**AIM OF THE EXERCISE:** Lines before the one containing "Can you see the village" are excluded; print that line and every line after it through the end of the material below, exactly.

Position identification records
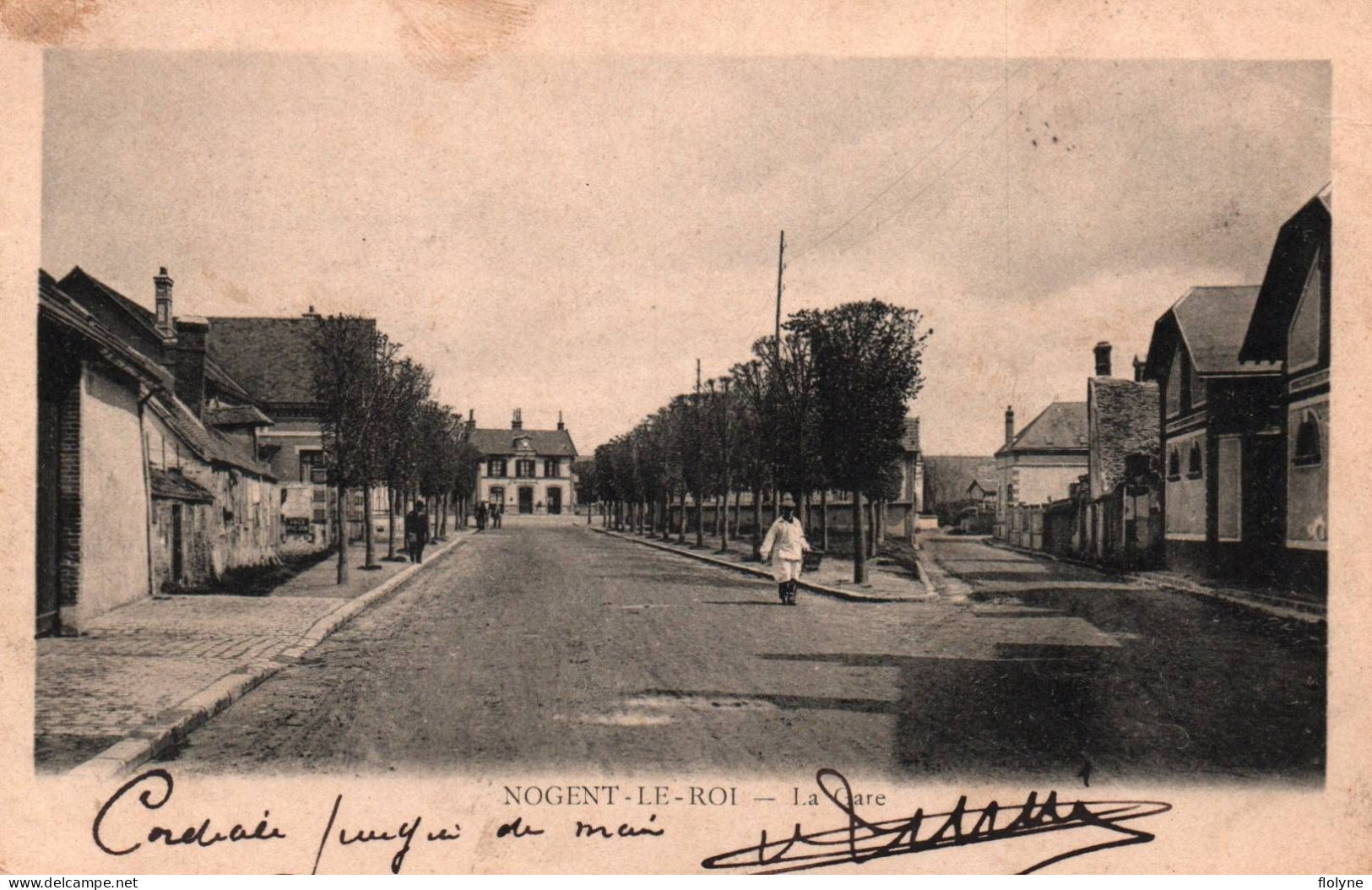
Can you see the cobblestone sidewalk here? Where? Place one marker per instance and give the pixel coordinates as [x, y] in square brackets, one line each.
[140, 663]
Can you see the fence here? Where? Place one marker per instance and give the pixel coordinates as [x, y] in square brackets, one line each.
[1121, 529]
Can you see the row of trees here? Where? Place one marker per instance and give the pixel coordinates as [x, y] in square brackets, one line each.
[383, 426]
[819, 409]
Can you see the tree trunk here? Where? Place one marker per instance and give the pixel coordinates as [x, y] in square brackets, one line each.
[823, 518]
[390, 521]
[368, 532]
[757, 524]
[860, 542]
[700, 518]
[342, 523]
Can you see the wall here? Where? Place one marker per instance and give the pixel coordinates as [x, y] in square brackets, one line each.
[114, 543]
[1308, 487]
[538, 483]
[1185, 498]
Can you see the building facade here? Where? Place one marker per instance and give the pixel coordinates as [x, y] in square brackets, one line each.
[1042, 463]
[1290, 332]
[526, 470]
[1222, 437]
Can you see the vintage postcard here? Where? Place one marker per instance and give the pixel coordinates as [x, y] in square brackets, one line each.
[515, 437]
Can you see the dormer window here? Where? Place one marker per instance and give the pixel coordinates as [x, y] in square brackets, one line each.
[1310, 450]
[1196, 463]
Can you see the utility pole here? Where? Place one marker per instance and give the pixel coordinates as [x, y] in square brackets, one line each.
[781, 268]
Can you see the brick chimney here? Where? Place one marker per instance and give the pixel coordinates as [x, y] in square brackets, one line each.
[1102, 360]
[165, 323]
[190, 362]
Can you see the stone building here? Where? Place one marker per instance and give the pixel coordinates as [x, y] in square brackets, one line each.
[92, 486]
[204, 502]
[527, 470]
[1290, 332]
[1222, 446]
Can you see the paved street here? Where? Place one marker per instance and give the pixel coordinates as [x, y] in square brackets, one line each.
[549, 645]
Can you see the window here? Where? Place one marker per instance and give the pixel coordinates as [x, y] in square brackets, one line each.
[313, 468]
[1310, 452]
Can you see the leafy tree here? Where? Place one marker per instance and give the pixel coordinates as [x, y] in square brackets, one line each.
[866, 362]
[349, 354]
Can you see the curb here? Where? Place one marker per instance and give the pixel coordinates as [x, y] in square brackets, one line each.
[724, 564]
[1299, 612]
[173, 725]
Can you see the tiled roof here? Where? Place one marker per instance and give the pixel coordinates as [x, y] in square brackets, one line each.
[910, 437]
[1213, 323]
[1295, 250]
[1124, 421]
[1060, 426]
[235, 415]
[209, 445]
[947, 477]
[545, 442]
[176, 486]
[272, 358]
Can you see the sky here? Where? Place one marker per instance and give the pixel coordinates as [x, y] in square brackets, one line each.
[571, 233]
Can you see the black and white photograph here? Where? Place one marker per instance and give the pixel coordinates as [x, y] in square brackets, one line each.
[814, 428]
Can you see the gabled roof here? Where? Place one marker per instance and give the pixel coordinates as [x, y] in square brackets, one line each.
[209, 445]
[1212, 323]
[910, 437]
[87, 288]
[272, 358]
[545, 442]
[1060, 426]
[62, 309]
[1297, 246]
[171, 483]
[948, 476]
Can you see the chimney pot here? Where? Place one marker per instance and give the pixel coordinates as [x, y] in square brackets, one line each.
[1102, 360]
[164, 320]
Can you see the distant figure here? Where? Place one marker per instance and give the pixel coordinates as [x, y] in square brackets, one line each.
[786, 545]
[416, 531]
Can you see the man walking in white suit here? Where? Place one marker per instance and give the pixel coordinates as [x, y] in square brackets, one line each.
[786, 545]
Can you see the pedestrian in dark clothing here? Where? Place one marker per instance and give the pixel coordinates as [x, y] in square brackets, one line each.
[416, 531]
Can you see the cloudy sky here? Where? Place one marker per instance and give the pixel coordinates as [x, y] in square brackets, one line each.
[572, 233]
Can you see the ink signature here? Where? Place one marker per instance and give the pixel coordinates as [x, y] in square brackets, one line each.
[862, 841]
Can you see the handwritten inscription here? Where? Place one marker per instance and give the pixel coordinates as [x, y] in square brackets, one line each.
[860, 841]
[155, 790]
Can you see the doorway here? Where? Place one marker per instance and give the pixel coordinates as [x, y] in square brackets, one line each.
[177, 562]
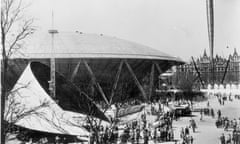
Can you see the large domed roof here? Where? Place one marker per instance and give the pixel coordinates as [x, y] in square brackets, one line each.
[81, 45]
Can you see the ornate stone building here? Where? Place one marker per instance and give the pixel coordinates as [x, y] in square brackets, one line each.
[220, 63]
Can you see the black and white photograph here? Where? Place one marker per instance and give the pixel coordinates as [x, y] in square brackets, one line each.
[120, 72]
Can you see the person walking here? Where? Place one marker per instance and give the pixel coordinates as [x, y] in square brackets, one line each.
[229, 139]
[145, 136]
[222, 139]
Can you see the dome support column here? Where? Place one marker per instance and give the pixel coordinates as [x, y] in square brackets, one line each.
[151, 82]
[116, 81]
[95, 81]
[75, 71]
[136, 80]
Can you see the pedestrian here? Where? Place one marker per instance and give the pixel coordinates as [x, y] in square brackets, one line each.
[137, 135]
[191, 139]
[222, 139]
[219, 113]
[186, 130]
[229, 139]
[201, 113]
[145, 136]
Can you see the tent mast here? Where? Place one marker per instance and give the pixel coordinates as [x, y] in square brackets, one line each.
[210, 20]
[52, 82]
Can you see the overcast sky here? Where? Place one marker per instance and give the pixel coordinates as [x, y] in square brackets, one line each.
[177, 27]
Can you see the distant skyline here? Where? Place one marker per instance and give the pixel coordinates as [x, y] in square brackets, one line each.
[177, 27]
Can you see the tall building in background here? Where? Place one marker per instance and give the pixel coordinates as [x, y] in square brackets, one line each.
[204, 66]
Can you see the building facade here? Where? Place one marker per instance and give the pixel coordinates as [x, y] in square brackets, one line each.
[203, 64]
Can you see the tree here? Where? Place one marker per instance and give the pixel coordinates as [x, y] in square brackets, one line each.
[15, 28]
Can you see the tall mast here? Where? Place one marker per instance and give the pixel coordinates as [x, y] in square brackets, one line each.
[52, 83]
[210, 21]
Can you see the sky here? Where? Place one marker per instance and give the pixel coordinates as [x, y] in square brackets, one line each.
[177, 27]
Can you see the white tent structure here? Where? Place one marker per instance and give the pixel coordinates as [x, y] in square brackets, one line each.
[29, 106]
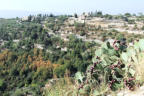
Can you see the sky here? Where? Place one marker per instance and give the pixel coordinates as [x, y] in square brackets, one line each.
[21, 7]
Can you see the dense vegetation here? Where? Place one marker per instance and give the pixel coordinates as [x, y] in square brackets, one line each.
[24, 66]
[32, 51]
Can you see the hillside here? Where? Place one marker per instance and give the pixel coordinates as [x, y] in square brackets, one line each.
[36, 48]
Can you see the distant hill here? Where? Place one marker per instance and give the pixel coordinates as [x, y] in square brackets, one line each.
[20, 13]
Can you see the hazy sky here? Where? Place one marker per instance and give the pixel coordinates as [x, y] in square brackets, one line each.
[74, 6]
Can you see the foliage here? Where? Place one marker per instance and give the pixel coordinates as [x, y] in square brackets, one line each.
[111, 66]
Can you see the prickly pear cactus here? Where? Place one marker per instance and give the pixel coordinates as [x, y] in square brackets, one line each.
[112, 66]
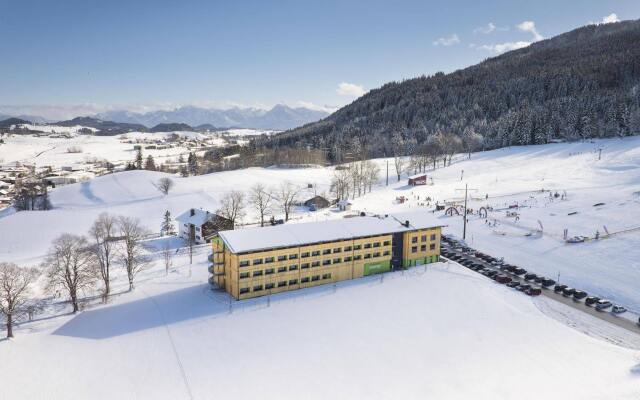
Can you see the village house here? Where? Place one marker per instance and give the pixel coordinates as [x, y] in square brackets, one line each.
[201, 226]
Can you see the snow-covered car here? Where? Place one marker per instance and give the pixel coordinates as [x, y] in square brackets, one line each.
[603, 304]
[617, 309]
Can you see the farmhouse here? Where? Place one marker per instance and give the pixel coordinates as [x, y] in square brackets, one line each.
[200, 225]
[317, 202]
[418, 179]
[259, 261]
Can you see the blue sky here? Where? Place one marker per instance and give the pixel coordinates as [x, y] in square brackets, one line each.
[68, 56]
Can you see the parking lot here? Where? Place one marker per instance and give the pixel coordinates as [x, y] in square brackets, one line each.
[513, 276]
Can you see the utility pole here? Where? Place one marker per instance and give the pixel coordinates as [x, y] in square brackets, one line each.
[387, 172]
[464, 215]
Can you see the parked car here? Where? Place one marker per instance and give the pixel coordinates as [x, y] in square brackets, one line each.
[603, 304]
[591, 300]
[534, 292]
[519, 271]
[579, 295]
[548, 282]
[559, 288]
[617, 309]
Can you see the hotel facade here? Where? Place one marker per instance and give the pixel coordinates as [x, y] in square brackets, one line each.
[255, 262]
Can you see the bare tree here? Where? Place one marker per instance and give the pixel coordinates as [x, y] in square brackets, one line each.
[164, 185]
[398, 147]
[167, 257]
[102, 234]
[232, 206]
[15, 285]
[69, 266]
[287, 195]
[132, 254]
[261, 198]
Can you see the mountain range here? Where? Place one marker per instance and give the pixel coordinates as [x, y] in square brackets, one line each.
[280, 117]
[581, 84]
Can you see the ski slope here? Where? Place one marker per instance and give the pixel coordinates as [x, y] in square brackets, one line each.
[440, 333]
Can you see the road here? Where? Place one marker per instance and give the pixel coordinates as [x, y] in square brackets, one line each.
[628, 321]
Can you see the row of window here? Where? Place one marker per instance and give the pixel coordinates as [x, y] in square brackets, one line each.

**SOLUTION TO THIS TASK:**
Can you see the village house here? Where? Place one marker per instance and give the pixel coordinates as [x, y] in square brackets, one line each.
[201, 226]
Can you see the snow-covered car here? Where? Place one marker per instance and give the pixel coordinates as [x, y] in square brackets, one line each.
[603, 304]
[617, 309]
Can you see the farmhouse here? Where? Place one marker per instance and give the pixel coordinates as [x, y] in square brackets, one line each.
[200, 225]
[317, 202]
[418, 179]
[259, 261]
Can you see the blue sky here? Where? Place one marker per instance and give the pixel coordinates as [x, y] in square brackets, one line each.
[68, 56]
Can you see the parking lot here? Where? Place one marker per instance and give the pixel coordinates as [x, y] in square brackets, one line each.
[513, 276]
Can you see the utility pole here? Where? Place one marker per instance and give the pixel coordinates as [x, y] in square brackets, one line each.
[387, 172]
[464, 215]
Can you see the parked car here? Where? Place one marker per instance and give the pixel coordinates as [x, y] in square brackets, one line each.
[603, 304]
[591, 300]
[534, 292]
[519, 271]
[579, 295]
[548, 282]
[559, 288]
[617, 309]
Can you see the hotel facade here? Where? Place one marker per instance and give the pixel coordinates as [x, y] in square brackets, one line each.
[255, 262]
Can you see the bare tree here? Where? Place one marker per instance and give the pixel coordinates as [x, y] in square brackets, one line each.
[164, 185]
[398, 147]
[167, 257]
[102, 234]
[232, 206]
[15, 285]
[69, 266]
[287, 195]
[132, 254]
[261, 198]
Can you see the mountain range here? Where? Place one marker per instance and give the pixel coordinates as [x, y] in square brackets, one line each.
[280, 117]
[581, 84]
Can you see the ski slope here? Where? Place one marker per instance and give the pixel coordinates as [x, y] in square brackets, one line each.
[440, 333]
Can you see the road here? Where? Place one marker per instance and give the pixel coordinates as [x, y] in square brackets, one line each.
[628, 321]
Can you see the row of window here? Where? Place one marker per instance and give the pixel coordinates as [x, y] in square brackets, one line each.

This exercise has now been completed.